DATASET RECORDS:
= = =
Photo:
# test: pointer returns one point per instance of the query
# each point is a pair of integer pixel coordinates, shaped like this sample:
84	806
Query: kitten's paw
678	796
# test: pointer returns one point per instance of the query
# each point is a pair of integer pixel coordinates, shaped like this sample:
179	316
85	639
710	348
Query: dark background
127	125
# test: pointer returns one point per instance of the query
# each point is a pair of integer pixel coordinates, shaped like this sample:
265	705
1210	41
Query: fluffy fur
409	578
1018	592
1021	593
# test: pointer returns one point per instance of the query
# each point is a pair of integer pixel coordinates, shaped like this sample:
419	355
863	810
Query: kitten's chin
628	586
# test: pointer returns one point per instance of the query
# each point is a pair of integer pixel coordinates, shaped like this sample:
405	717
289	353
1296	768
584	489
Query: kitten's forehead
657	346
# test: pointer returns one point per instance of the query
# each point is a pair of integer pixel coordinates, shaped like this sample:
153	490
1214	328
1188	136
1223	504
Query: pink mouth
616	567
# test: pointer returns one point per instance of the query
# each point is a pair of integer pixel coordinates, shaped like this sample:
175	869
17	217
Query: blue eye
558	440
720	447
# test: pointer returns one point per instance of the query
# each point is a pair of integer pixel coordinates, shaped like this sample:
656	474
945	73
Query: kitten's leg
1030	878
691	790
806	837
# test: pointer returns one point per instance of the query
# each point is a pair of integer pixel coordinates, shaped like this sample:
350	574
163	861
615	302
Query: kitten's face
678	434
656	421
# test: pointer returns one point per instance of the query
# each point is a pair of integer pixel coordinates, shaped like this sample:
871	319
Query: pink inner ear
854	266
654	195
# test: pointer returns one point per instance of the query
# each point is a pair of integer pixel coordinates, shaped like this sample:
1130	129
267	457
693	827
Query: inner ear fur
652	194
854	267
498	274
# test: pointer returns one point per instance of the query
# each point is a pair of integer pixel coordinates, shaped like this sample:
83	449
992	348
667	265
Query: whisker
= = =
Retype each entry without altering a single word.

Photo:
# test: pointer returns one point per instance of the query
# each point is a pair of integer pixel coordinates, shaped like this sample:
84	806
Query: kitten's paw
678	796
# test: pointer returns one point per instance of the query
# each point is a pair of integer pixel coordinates, shaped like this sample:
179	316
85	639
710	348
Query: dark background
127	125
# test: pointer returns one point per instance of the query
# each point is a pair of integer pixel coordinates, shaped like this sample:
265	705
1210	41
Query: fluffy fur
409	578
1018	592
1021	593
# test: pointer returns one point per instance of the query
# each point is a pair of integer pixel coordinates, shaped like this sample:
419	355
863	810
Query: kitten's chin
628	586
# test: pointer returns one point per instance of the query
# each point is a pair of integer pixel coordinates, shaped like this sample:
405	717
289	353
1296	768
584	489
Query: kitten's forehead
657	346
# test: pointer returns one point per instance of the query
# each point is a pair of integer pixel coordinates, shaped like this sample:
153	490
1214	328
1188	136
1223	504
Query: pink mouth
616	567
# test: pointer returns one point per instance of the query
# each point is a pair of integer pixel coordinates, shaped like this sample:
175	869
17	217
Query: blue eye
558	440
720	447
# test: pointer returns one point per instance of the query
# each point is a pair of integer pixel coordinates, shaped like this sample:
656	474
945	73
Query: kitten's leg
1030	878
691	790
806	837
# test: pointer returns one point per instance of the query
# each point is a pair of integer pixel coordinates, shaped like this sample:
350	574
163	861
615	302
Query: kitten's face
678	434
656	421
# test: pointer returns one point per instance of the query
# each point is a pair of integer pixel coordinates, shaped like this sample:
871	319
Query: pink inner ear
854	266
654	195
# test: pointer returns one point per instance of the query
# each point is a pair of integer pixel coordinates, shaped like this sample:
1130	129
267	457
693	827
Query: inner ear fur
652	194
854	267
498	274
# test: pointer returns one point per instance of the query
# each point is a pair of integer pixel coordinates, shaped like this sample:
83	449
992	348
667	265
Query: whisker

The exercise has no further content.